- [EXERCISE DIRECTIONS] Please turn every line of the data below into a numbered list, skipping blank lines. Leave the pictures out of your answer.

___

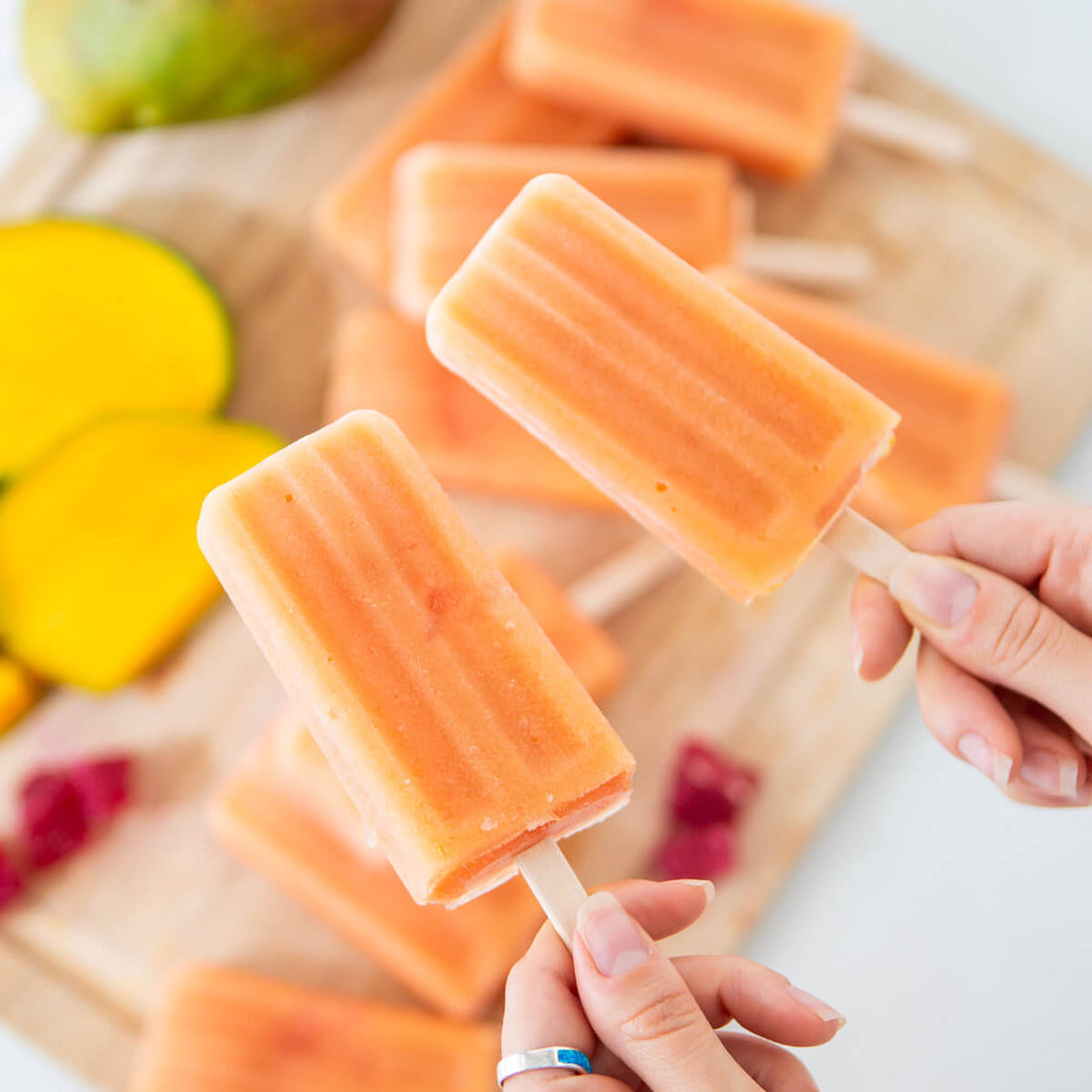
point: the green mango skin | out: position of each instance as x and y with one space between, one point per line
109 65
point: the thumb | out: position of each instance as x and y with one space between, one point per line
641 1008
1000 631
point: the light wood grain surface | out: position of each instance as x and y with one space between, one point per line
992 263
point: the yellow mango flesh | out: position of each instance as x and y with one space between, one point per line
99 568
19 691
95 320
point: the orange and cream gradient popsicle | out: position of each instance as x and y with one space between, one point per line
454 960
954 415
381 361
458 730
468 98
762 79
714 428
218 1029
446 197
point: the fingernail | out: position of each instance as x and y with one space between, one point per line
859 652
1052 774
994 763
611 935
821 1009
939 591
707 887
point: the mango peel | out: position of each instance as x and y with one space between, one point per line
110 65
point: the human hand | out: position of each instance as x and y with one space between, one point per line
647 1023
1005 665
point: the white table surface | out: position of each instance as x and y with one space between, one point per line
950 926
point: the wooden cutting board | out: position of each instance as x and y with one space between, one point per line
993 262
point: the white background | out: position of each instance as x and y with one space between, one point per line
952 928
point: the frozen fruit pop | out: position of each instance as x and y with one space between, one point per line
762 79
219 1029
446 196
468 98
954 415
719 432
455 960
463 739
381 361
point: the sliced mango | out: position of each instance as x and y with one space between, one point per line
95 319
99 568
19 691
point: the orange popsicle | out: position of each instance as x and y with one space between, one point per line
468 98
217 1029
446 197
459 732
954 415
381 361
455 960
762 79
719 432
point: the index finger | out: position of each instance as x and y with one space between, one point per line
541 1004
1044 546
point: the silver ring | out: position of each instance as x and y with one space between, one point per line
548 1057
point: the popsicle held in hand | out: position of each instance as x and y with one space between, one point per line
460 733
954 415
765 80
716 429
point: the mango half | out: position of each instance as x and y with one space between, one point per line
108 65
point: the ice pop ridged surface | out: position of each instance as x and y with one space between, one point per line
381 361
218 1029
455 960
302 770
446 197
713 427
762 79
954 415
458 730
469 97
594 655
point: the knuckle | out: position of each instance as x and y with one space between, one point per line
1026 633
667 1015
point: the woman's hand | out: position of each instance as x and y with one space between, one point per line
1005 666
647 1023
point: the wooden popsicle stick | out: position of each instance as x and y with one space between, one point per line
622 578
906 130
1013 480
806 262
866 546
555 885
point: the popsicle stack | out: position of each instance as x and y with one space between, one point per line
443 733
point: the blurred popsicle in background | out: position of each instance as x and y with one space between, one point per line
221 1028
765 80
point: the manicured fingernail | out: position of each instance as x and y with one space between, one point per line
707 887
611 935
994 763
859 652
821 1009
939 591
1052 774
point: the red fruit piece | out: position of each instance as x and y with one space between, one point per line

___

- [COMPLETE ANSWER]
1. point: the green mango skin | out: position of each instance as x and y with one space between, one point per line
2. 109 65
3. point: the thumb | out: position of each instance as x and y with one space between, one point per line
4. 641 1008
5. 1000 631
6. point: the light wood grain surface | out: position of each instance as x and y with one space between, one point per line
7. 992 263
8. point: the yellow mango flesh | out: position of each instance as x and y with one space between, one point per line
9. 99 568
10. 19 691
11. 95 320
12. point: the orange and cream gradient popsicle | out: position of each instance as x and y with one space between, one point per line
13. 454 960
14. 954 415
15. 381 361
16. 458 730
17. 468 98
18. 762 79
19. 714 428
20. 218 1029
21. 446 197
22. point: the fingernail | out: position of each instance as x and y with one space between, one point per line
23. 859 652
24. 1052 774
25. 994 763
26. 611 935
27. 821 1009
28. 939 591
29. 707 887
30. point: the mango peel | out: position of each instance as x and y with one space between, one point per line
31. 110 65
32. point: the human hand | out: position of each instance as x and y with one space between, one point per line
33. 647 1023
34. 1005 665
35. point: the white table surface | out: position of each instance as x and y with one space between, one point per line
36. 950 926
37. point: the wooden cutting board | out: position of each instance as x and y with one space between, one point per line
38. 993 262
39. point: the white background | out: position of each instance as x and y with one space between, one point per line
40. 952 928
41. point: the frozen fruit pop | out: position of each instance as x and y with one space between, one point per line
42. 762 79
43. 219 1029
44. 446 196
45. 468 98
46. 954 415
47. 719 432
48. 455 960
49. 463 739
50. 381 361
51. point: the sliced mango | out: position of each instance as x and y with one space between, one point per line
52. 95 319
53. 99 568
54. 19 691
55. point: the orange popsicle | out: position of each instance as x and y with one space between, one point per line
56. 468 98
57. 217 1029
58. 446 197
59. 459 732
60. 954 415
61. 381 361
62. 455 960
63. 762 79
64. 719 432
65. point: the index finger | out: position of each instance as x and y with one space between, one point per line
66. 541 1004
67. 1044 546
68. point: the silver ring | out: position of each instance as x and y with one space between, one point per line
69. 548 1057
70. point: the popsicle held in hand | out: position of each instance as x and y with one space between, one point per line
71. 460 733
72. 954 415
73. 765 80
74. 716 429
75. point: the mango half | out: position of each instance as x and y with one space between, one point per line
76. 108 65
77. point: the ice pop ridged surface | out: position of each instance as x and y with one space between, one point per line
78. 381 361
79. 218 1029
80. 455 960
81. 302 770
82. 446 197
83. 713 427
84. 762 79
85. 954 415
86. 458 730
87. 469 97
88. 594 655
89. point: the knuckle | out: position of each instance as x and y with one space between, one point per line
90. 1026 633
91. 667 1015
92. point: the woman's hand | out: position of each instance as x and y with one space between, one point per line
93. 1005 666
94. 647 1023
95. point: the wooden popsicle stick | out: position of each instance as x and y with one space between, one point per line
96. 622 578
97. 906 130
98. 1013 480
99. 806 262
100. 866 546
101. 555 885
102. point: the popsicle stack | out: position of each instance as x and y with one space between, one point per line
103. 443 733
104. point: the blurred popsicle in background | out: position of each instance as x and y with one space between, one point per line
105. 221 1028
106. 765 80
107. point: the manicured fingernail | out: position of each instance as x and y with one space between, one point per line
108. 707 887
109. 611 935
110. 994 763
111. 859 652
112. 821 1009
113. 939 591
114. 1052 774
115. point: the red fruit piece | out: position of each instance as x and y with one space between, one point per line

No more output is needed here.